Please give back only the lines below from the one containing "the headscarf, one" to the one containing "of the seated", each repeated word for word, both ends included.

[Stored dataset items]
-- Opening Marker --

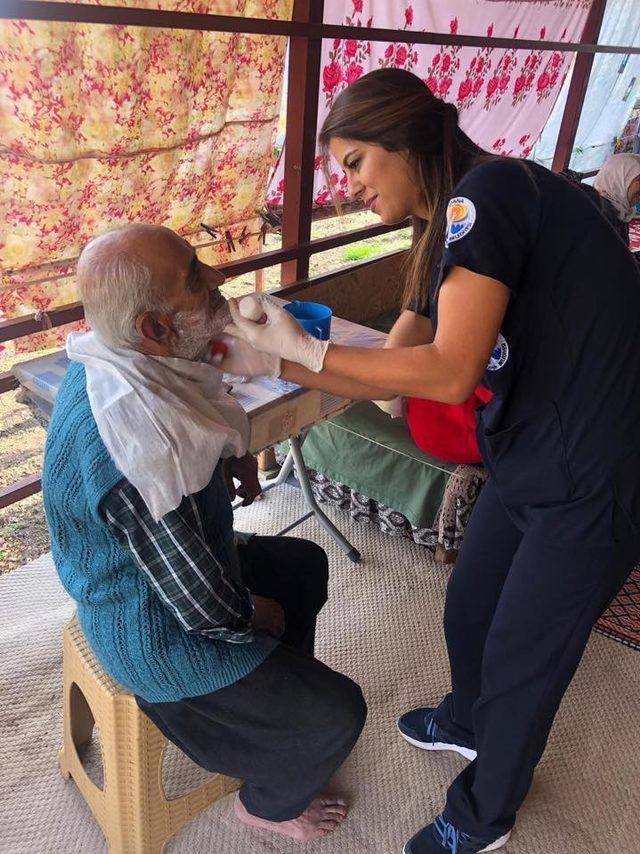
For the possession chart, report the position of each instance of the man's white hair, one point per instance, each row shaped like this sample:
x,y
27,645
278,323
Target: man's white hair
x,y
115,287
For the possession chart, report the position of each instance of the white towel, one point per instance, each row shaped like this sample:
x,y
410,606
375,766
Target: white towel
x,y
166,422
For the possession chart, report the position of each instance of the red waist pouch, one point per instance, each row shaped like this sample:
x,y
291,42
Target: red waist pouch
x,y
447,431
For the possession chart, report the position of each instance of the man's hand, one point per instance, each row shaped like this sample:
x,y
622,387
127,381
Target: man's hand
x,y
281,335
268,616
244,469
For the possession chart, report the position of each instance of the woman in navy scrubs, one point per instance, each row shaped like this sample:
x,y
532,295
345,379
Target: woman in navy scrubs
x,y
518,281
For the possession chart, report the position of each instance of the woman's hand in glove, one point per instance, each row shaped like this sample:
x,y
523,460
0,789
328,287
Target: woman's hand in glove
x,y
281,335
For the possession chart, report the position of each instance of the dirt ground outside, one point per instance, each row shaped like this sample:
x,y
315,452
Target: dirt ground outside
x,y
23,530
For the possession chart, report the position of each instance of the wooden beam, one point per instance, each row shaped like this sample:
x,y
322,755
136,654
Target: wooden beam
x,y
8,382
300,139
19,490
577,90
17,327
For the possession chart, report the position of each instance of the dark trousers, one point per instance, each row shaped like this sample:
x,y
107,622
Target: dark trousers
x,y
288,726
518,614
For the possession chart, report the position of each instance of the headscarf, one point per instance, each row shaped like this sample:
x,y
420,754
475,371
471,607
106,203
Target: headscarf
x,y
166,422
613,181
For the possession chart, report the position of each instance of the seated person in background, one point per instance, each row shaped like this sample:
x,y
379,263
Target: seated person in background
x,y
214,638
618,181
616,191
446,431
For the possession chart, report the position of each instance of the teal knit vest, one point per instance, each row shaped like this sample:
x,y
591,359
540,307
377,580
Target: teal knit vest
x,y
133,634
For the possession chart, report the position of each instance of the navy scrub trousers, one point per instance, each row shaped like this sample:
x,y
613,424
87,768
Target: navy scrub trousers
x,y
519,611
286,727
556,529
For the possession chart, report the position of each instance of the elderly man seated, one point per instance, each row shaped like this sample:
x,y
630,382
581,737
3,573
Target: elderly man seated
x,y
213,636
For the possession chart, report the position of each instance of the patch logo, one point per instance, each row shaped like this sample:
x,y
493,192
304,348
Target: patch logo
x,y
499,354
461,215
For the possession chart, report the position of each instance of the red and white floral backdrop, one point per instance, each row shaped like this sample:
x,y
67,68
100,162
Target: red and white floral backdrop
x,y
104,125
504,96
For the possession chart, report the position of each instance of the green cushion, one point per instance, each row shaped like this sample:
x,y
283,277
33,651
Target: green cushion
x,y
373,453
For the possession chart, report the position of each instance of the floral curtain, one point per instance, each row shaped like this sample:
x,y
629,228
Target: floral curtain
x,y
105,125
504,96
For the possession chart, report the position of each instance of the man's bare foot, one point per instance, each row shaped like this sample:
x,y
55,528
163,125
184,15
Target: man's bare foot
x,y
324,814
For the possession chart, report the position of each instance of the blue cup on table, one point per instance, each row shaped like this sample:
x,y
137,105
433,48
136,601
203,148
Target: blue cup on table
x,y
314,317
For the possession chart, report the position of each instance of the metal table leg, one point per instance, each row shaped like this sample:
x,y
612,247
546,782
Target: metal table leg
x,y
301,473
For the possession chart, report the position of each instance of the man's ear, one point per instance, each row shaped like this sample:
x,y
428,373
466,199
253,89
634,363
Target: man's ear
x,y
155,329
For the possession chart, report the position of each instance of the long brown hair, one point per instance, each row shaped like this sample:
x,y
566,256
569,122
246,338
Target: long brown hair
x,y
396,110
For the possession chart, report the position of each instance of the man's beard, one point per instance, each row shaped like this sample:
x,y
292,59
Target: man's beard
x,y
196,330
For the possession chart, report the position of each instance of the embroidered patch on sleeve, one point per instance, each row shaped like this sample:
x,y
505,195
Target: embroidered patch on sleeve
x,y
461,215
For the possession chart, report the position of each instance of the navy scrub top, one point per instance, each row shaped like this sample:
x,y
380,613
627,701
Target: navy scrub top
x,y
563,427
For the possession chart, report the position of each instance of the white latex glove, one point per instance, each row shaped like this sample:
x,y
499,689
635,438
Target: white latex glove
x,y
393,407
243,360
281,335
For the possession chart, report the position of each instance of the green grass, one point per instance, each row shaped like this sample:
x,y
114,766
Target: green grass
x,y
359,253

-- Closing Marker --
-- Opening Marker --

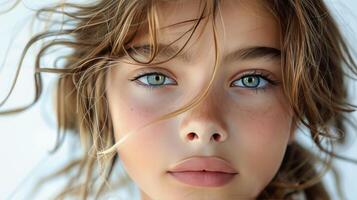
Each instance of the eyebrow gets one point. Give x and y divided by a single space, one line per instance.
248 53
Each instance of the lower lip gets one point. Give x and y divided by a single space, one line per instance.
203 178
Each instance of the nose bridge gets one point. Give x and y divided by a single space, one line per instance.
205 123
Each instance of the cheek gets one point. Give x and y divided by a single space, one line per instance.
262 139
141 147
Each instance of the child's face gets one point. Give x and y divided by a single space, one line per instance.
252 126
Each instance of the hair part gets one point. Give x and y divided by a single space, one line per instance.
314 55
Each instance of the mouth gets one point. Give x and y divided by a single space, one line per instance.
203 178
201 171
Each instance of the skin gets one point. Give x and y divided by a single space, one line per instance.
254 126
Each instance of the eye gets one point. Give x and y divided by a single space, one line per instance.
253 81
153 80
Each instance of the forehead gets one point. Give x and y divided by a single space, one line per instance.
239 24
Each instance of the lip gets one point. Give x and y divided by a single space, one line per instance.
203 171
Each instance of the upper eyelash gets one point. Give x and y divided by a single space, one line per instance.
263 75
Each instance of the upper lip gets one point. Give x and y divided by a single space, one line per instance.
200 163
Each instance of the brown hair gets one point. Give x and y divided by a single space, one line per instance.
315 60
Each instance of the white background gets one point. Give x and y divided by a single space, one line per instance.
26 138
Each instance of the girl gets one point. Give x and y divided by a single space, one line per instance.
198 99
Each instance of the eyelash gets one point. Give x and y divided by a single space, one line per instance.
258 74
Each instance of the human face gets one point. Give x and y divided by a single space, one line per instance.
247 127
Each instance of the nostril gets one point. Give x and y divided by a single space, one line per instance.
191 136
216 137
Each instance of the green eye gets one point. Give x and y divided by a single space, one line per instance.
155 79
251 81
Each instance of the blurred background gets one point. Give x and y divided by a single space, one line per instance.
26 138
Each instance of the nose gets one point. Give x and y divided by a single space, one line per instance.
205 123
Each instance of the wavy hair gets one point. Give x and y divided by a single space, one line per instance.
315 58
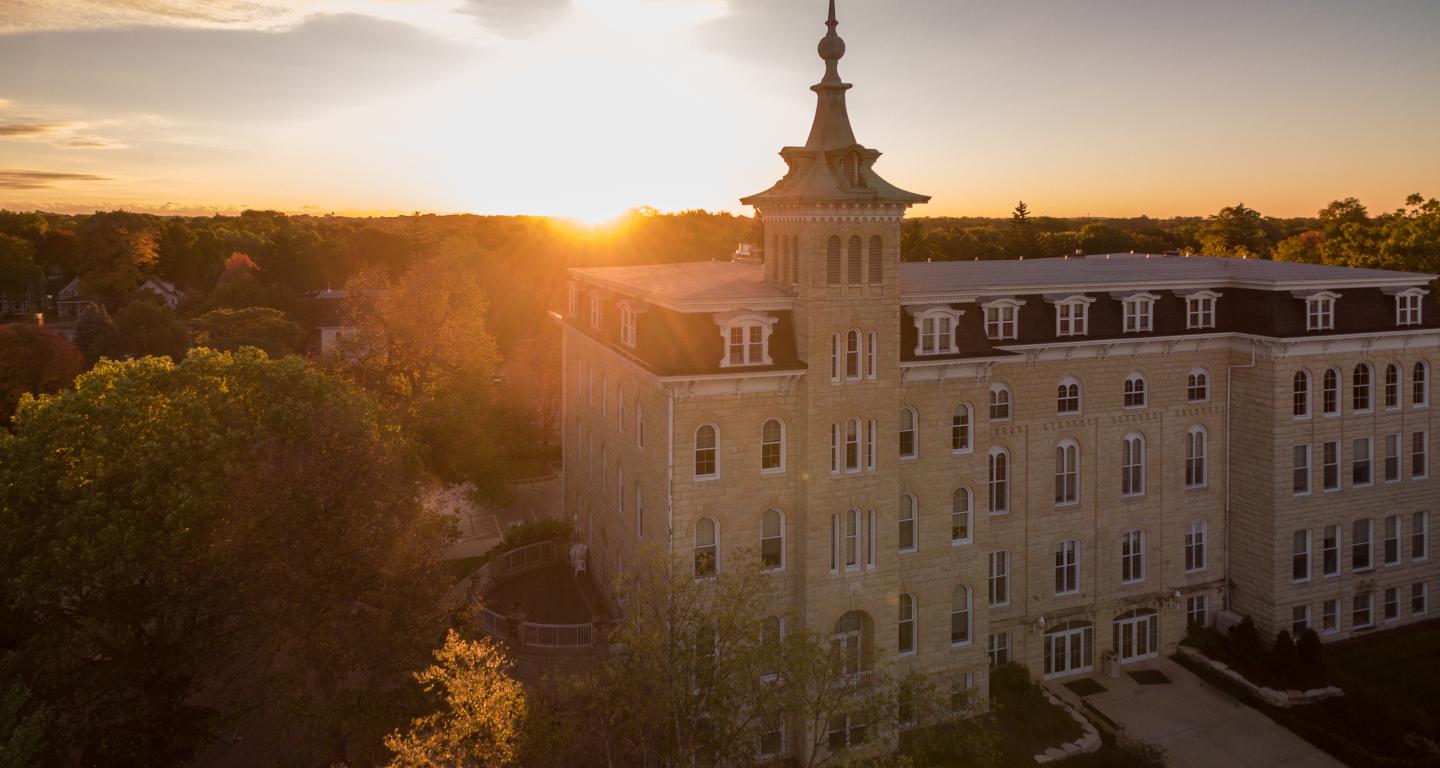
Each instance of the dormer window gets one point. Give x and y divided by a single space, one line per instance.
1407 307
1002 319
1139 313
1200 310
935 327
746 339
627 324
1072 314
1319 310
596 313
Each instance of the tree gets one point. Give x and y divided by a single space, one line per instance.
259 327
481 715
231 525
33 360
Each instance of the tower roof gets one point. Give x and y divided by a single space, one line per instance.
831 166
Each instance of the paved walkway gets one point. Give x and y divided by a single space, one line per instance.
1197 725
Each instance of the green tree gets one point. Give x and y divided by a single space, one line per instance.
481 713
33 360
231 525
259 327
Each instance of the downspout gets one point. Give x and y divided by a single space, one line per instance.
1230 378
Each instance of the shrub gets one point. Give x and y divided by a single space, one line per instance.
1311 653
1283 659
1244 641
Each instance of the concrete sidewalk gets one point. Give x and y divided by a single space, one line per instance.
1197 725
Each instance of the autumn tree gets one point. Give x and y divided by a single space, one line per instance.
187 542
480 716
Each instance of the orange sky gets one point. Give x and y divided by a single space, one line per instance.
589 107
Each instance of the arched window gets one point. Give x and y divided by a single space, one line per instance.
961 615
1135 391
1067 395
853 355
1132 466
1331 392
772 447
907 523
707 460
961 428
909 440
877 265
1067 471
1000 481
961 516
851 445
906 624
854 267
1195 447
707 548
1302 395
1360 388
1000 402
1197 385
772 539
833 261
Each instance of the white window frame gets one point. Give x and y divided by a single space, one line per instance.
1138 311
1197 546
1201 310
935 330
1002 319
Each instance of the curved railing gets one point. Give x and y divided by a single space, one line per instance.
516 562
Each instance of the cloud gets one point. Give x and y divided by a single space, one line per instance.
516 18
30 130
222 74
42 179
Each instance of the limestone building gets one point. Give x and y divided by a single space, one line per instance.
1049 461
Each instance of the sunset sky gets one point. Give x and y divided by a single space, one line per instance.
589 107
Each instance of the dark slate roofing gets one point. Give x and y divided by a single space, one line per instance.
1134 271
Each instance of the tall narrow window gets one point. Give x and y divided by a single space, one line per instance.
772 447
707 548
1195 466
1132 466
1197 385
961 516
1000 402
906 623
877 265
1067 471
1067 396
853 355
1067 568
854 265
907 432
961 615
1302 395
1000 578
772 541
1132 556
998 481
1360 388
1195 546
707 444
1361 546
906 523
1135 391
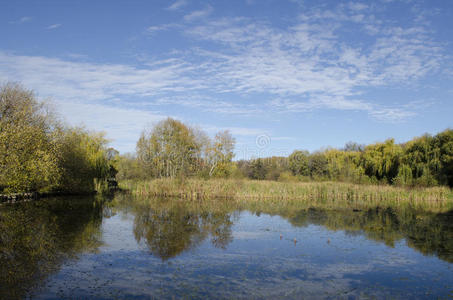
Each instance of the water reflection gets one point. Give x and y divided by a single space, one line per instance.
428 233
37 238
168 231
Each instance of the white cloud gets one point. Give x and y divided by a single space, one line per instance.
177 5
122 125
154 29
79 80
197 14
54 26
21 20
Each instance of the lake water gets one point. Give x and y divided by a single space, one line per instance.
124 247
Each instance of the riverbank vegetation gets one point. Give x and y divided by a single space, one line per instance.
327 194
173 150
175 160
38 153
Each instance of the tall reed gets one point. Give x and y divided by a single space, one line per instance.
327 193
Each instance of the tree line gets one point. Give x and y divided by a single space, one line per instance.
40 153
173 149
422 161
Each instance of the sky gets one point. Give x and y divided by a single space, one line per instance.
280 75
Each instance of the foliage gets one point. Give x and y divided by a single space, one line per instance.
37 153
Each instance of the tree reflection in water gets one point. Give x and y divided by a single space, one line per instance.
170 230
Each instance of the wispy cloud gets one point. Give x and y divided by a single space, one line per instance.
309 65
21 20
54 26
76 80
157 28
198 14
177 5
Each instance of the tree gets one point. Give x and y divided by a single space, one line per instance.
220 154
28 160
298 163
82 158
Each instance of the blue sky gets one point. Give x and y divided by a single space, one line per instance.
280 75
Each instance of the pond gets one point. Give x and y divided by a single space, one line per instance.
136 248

-- Closing Marker --
-- Opening Marker --

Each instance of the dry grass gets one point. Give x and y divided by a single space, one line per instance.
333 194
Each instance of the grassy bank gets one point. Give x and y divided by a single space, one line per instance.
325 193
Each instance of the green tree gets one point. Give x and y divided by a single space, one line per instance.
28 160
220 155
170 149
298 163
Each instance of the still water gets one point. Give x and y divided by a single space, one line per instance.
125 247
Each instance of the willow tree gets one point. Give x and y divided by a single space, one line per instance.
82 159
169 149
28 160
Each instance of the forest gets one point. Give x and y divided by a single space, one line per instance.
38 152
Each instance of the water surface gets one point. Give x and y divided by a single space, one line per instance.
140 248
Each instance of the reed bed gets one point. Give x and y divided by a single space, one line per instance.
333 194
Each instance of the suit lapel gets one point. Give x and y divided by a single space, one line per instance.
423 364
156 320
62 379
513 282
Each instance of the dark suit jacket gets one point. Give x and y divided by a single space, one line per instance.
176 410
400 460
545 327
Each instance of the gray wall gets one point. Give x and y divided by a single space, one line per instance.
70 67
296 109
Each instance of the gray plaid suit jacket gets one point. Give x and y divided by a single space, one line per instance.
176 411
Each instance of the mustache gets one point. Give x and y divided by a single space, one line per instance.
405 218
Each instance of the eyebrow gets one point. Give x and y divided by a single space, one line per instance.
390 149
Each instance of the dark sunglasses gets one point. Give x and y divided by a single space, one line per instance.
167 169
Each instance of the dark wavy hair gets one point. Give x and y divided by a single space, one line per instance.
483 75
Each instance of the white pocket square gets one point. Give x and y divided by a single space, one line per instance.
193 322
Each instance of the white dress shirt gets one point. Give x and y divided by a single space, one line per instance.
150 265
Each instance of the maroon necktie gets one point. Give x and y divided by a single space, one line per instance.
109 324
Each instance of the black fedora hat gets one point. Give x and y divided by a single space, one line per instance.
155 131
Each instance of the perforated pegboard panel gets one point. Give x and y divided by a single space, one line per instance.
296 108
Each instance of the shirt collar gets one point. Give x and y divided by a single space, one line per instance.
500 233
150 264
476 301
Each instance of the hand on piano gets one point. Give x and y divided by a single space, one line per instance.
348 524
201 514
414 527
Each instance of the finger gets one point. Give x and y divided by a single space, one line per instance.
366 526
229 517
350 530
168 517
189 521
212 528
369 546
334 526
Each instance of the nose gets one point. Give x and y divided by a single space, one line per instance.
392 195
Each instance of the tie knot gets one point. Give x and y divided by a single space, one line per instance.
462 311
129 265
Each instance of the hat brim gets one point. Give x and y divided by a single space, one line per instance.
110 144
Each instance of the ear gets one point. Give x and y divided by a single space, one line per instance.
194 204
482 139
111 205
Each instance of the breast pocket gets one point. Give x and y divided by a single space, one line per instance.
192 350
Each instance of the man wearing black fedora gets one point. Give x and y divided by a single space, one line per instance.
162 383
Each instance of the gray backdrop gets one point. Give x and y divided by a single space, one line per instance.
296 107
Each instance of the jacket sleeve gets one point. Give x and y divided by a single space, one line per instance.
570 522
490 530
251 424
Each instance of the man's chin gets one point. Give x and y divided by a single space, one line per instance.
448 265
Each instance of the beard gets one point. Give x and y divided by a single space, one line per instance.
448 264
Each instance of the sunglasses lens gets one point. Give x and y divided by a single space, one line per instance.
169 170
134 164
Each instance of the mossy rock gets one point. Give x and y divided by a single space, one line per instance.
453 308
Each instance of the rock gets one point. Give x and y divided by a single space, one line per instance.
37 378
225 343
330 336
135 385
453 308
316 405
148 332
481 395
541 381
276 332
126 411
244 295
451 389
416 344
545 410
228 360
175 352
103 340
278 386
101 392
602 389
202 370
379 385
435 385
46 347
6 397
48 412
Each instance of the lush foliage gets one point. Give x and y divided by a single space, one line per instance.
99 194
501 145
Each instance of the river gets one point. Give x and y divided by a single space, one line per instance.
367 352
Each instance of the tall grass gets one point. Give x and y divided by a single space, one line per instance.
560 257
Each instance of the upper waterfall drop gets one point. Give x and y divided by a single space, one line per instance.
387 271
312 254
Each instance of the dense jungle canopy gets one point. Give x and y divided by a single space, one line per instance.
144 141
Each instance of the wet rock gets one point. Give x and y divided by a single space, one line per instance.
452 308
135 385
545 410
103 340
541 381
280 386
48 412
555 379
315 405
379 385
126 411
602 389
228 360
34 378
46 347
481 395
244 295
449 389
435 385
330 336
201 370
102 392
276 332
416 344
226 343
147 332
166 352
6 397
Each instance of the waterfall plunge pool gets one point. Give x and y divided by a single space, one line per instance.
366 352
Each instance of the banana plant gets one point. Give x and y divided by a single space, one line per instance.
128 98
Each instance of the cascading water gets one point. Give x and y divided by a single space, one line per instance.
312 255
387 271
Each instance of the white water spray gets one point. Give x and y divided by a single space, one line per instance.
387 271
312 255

-- Closing Marker --

* Exercise response:
For the possession chart, report the position of each instance of the headscarf, one point per instance, each row shaped like this sample:
x,y
420,754
475,371
471,607
106,203
Target: headscarf
x,y
166,422
613,181
For the possession chart, report the position of each instance of the seated person in background, one point per instance, each row shaped like this sample:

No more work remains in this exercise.